***** TEXT TO READ *****

Virtual Background

What is Virtual Background?

Virtual background is a feature that uses machine learning to identify and separate a person from their background in real-time video, then either replaces the background with a custom image/video or applies blur effects. This technology enables users to maintain privacy, hide messy environments, or add professional or creative backgrounds to their video calls.

In WebRTC applications, virtual backgrounds are implemented using computer vision algorithms that perform semantic segmentation on each video frame, classifying pixels as either "person" or "background" and then processing them differently.

How Virtual Background Works

Semantic Segmentation Process

The core technology behind virtual backgrounds involves these steps:

Frame Capture: Capture video frames from the user's camera using getUserMedia()
ML Inference: Run each frame through a machine learning model that classifies every pixel as person or background
Mask Generation: The ML model outputs a segmentation mask - a grayscale image where white represents the person and black represents the background
Background Processing: Apply blur effect or replace background pixels based on the mask
Frame Composition: Combine the segmented person with the new background
Stream Output: Send the processed frames to WebRTC peer connection

Implementation with Insertable Streams

Modern WebRTC implementations use the Insertable Streams API (also called Encoded Transform API) for efficient frame processing:

// Get camera stream
const stream = await navigator.mediaDevices.getUserMedia({ video: true });

// Create video track processor
const videoTrack = stream.getVideoTracks()[0];
const processor = new MediaStreamTrackProcessor({ track: videoTrack });
const generator = new MediaStreamTrackGenerator({ kind: 'video' });

// Process frames
const transformer = new TransformStream({
  async transform(frame, controller) {
    // Run ML segmentation
    const mask = await segmentationModel.predict(frame);
    // Apply background effect
    const processedFrame = applyVirtualBackground(frame, mask, backgroundImage);
    controller.enqueue(processedFrame);
    frame.close();
  }
});

processor.readable.pipeThrough(transformer).pipeTo(generator.writable);

Machine Learning Technologies

MediaPipe Selfie Segmentation

MediaPipe is Google's open-source framework for building ML pipelines. The Selfie Segmentation model is specifically optimized for person segmentation in video conferencing scenarios:

Performance: Fastest option, typically achieving 30-60 FPS on modern hardware
Accuracy: High-quality segmentation for people within 2 meters of the camera
Technology: Uses WebAssembly (WASM) for near-native performance in browsers
Model Size: Compact models (~1-3 MB) optimized for real-time use
Acceleration: Leverages XNNPACK library for hardware acceleration

MediaPipe is the same technology used in Google Meet and is the recommended solution for production WebRTC applications as of 2025.

***** SOURCE EXCERPT *****

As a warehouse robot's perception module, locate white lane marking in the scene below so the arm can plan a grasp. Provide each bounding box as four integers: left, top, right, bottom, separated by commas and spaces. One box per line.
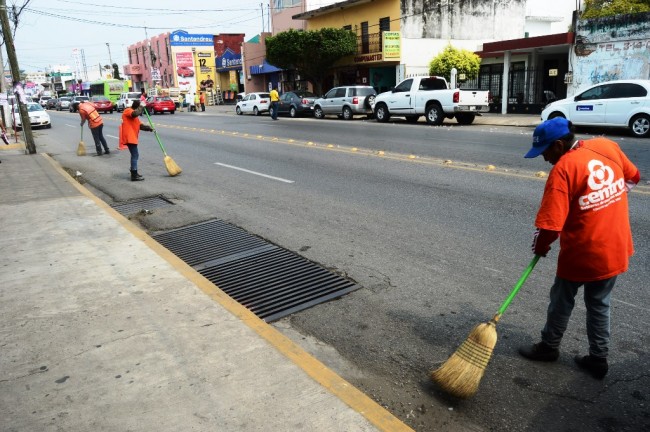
214, 162, 294, 183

*****

## PROBLEM REQUIREMENTS
From the page on virtual backgrounds, write out word for word the passage that begins at the words "Performance: Fastest option, typically" and stops after the words "as of 2025.".

## ANSWER TO THIS TASK
Performance: Fastest option, typically achieving 30-60 FPS on modern hardware
Accuracy: High-quality segmentation for people within 2 meters of the camera
Technology: Uses WebAssembly (WASM) for near-native performance in browsers
Model Size: Compact models (~1-3 MB) optimized for real-time use
Acceleration: Leverages XNNPACK library for hardware acceleration

MediaPipe is the same technology used in Google Meet and is the recommended solution for production WebRTC applications as of 2025.